— What to do —
Recast the data below as a JSON list of strings, one string per line, skipping blank lines. Leave the pictures out.

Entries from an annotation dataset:
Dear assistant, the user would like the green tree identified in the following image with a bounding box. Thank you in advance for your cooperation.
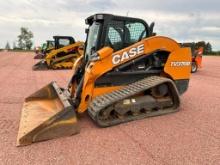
[18,27,34,50]
[5,42,11,50]
[205,42,212,54]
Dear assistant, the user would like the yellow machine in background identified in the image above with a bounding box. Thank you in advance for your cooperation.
[33,36,84,70]
[17,14,191,146]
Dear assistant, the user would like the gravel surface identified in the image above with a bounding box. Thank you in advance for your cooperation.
[0,52,220,165]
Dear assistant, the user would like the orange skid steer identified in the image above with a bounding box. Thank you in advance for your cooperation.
[17,14,191,146]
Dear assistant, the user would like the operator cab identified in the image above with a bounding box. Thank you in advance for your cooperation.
[85,14,154,59]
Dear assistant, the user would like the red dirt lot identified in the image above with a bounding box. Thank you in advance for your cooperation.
[0,52,220,165]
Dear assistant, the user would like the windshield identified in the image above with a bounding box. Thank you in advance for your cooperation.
[85,22,100,59]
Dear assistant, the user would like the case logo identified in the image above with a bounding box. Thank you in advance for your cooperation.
[112,44,144,65]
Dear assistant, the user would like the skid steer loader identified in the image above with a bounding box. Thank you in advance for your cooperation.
[32,36,84,70]
[34,40,55,59]
[180,41,204,73]
[17,14,191,146]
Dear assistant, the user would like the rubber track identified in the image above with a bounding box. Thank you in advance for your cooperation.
[88,76,180,127]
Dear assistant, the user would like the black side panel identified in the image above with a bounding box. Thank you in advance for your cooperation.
[174,80,189,94]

— Solution to this task —
[
  "Dear assistant, the user would like the green tree identified in the following image with a bounding box. Thank you in advance for your cooperation.",
  "[18,27,34,50]",
  "[5,42,11,50]",
  "[205,42,212,54]",
  "Dear assistant, the user would like the yellow machine in background identified in the image above with a bounding box. Thank you in advance for your cooperation.",
  "[33,36,84,70]",
  "[17,14,191,146]",
  "Dear assistant, the user would like the gravel surface identified in the image above with a bounding box. Thank you in advance for your cooperation.",
  "[0,52,220,165]",
  "Dear assistant, the user would like the orange skid steer identified in the image above with a bounding box. Thank you in advance for your cooperation.",
  "[17,14,191,146]",
  "Dear assistant, the user would like the operator cab identified in the image above with a bounding box. Thank you in advance for your cooperation.",
  "[85,14,154,59]",
  "Dear assistant, the user would like the red dirt lot identified in the image above with a bounding box. Thank you in advance for your cooperation.",
  "[0,52,220,165]",
  "Dear assistant, the user would like the windshield identified in the image above with a bounding box. Thank you in advance for your cooperation.",
  "[85,22,100,59]",
  "Dear assistant, the user would like the case logo identified in the image above with a bounding box. Thank you in advance for your cooperation.",
  "[112,44,144,65]",
  "Dear assistant, the user would like the skid steer loader identified in the image above with a bounding box. Thank you in advance for your cooperation.",
  "[32,36,84,70]",
  "[34,40,55,59]",
  "[180,41,204,73]",
  "[17,14,191,146]",
  "Dear assistant, the user would like the rubber track identified in the image above with a bounding box. Thank you in advance for your cooperation.",
  "[88,76,180,127]",
  "Dear assistant, the user would like the black side panel identified in the image above with a bounding box. Thank you in advance for your cooperation.",
  "[174,80,189,94]"
]